I continued to write new material and submit work this month, although I did overload my Action Plan and found it quite unmanageable. A lesson to take forward now into March. There were a few opportunities I didn’t feel ready for that I hope will come up again next year and will fit in more with what I hope to be doing by then. It is hard to make such decisions but I have learnt that it is important to objectify and consider what you can gain and what will be the challenge in choosing that path at this moment in time. It is wisdom that comes with growing older for me as I have always taught myself to say YES, YES, YES!

This month I have headlined, performed poetry sets, done open mics, written new material, researched, edited, submitted and been published. I have run the full writing gauntlet and occasionally felt the pummel sticks.

sammy

It was also Sammy’s funeral, I have written about this at the end of the review.

Week 1:

  • Promotion
  • Application
  • Submission
  • Headline
  • Daniel Sluman Book Launch
  • Emma Purshouse/ Open Mic
  • Published
  • WWM Young Writer Group
  • National Libraries Day – Liz Berry

I sent a poem to Emma Press for approval for the Waterstones Love Poetry Night, supported WWM promoting the Worcester Writing Group.

Headlined Stirchley Speaks at the P Café along with the wonderful Mark Kilburn and Alisha Kadir. Booked onto a workshop.

Went to Daniel Sluman’s Book Launch for ‘the terrible’ and finally met him and Emily in person. I had a superb evening and was able to enjoy the words of Angela France and David Clarke, two poets I admire greatly, all published by Nine Arches.

the terrible daniel sluman

After the book launch I hotfooted it back across to the Black Country to catch Emma Purshouse in action at PTS Permission to Speak, although I arrived in the interval the 2nd half was long and jam packed full so it was worth the extra miles to get there and I did get to watch Emma – it has been too long. It was good to be back in Scary Canary as it has been a while since I have been able to attend Robert’s night due to double booked dates.

Task set
- a) In the monthly writing review, rewrite the passage from "This month I" up to and including "the pummel sticks.", swapping "open mics" for "open mic nights".
- b) According to the monthly writing review, why was the trip to PTS Permission to Speak worth the extra miles even though the writer arrived in the interval?

Supplied material
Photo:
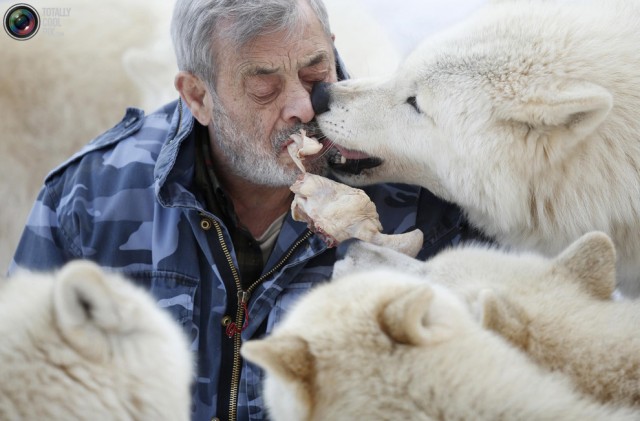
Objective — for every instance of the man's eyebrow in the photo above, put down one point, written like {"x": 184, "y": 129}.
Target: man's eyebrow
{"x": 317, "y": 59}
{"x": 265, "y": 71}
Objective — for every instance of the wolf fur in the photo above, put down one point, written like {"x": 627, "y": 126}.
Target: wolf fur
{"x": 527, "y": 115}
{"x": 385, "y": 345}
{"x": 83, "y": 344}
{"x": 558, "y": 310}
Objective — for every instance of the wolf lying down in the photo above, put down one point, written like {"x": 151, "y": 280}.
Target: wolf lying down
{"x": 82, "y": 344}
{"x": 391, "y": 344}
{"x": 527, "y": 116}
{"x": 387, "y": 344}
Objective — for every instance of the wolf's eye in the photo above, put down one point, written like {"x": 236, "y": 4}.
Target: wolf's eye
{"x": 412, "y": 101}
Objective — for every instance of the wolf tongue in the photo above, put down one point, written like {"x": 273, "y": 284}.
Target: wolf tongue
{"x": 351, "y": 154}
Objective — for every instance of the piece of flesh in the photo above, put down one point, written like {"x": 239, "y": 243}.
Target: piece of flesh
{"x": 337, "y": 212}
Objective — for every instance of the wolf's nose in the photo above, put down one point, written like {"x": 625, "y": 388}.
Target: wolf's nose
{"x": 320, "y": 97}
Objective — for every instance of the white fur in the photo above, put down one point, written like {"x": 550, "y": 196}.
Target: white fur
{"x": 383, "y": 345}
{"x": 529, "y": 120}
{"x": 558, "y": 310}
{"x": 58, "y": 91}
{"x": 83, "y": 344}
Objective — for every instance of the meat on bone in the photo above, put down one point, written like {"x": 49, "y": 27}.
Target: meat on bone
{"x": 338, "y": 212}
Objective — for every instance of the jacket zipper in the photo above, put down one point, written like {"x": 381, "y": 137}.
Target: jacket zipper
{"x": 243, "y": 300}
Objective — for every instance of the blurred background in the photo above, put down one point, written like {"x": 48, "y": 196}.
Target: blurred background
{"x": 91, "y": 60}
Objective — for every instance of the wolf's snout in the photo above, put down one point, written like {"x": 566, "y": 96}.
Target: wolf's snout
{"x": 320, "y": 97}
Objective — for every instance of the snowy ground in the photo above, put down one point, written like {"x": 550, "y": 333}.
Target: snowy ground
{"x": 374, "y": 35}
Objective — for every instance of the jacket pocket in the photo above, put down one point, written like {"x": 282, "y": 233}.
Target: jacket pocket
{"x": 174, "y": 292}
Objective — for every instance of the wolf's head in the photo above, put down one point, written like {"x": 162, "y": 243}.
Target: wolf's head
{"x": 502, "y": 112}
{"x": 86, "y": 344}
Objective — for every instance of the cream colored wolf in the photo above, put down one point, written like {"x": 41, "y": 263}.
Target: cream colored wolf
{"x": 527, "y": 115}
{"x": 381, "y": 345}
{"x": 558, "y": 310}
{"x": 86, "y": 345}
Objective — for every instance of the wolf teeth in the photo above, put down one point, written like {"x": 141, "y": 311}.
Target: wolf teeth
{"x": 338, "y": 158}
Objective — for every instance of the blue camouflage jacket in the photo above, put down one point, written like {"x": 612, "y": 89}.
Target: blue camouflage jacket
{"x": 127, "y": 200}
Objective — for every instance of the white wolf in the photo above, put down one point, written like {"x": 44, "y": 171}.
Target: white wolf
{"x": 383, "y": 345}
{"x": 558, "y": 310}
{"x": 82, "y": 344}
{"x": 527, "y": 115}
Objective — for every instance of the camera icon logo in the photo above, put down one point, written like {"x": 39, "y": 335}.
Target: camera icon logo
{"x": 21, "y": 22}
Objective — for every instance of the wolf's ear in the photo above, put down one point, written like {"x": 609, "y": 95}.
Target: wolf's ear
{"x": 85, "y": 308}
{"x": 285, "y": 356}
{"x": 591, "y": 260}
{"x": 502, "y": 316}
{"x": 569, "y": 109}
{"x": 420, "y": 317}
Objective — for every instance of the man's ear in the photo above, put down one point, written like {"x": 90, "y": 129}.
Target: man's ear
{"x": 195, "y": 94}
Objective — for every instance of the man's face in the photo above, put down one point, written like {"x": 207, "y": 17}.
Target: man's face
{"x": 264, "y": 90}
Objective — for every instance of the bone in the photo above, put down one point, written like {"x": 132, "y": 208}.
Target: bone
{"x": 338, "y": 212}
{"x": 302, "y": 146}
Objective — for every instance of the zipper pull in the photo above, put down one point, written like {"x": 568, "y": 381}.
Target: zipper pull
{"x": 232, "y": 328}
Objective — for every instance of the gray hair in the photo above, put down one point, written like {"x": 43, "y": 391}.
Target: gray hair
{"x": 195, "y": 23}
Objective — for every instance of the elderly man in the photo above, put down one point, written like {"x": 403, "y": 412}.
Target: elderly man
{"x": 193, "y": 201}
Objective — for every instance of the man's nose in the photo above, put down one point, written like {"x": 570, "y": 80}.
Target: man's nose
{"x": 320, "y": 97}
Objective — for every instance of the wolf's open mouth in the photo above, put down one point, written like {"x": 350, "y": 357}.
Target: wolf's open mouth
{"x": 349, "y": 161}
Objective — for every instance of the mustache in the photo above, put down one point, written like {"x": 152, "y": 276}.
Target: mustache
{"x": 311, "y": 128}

Answers given
- a)
This month I have headlined, performed poetry sets, done open mic nights, written new material, researched, edited, submitted and been published. I have run the full writing gauntlet and occasionally felt the pummel sticks.

- b) The second half was long and jam-packed, so the writer still got to see Emma Purshouse perform.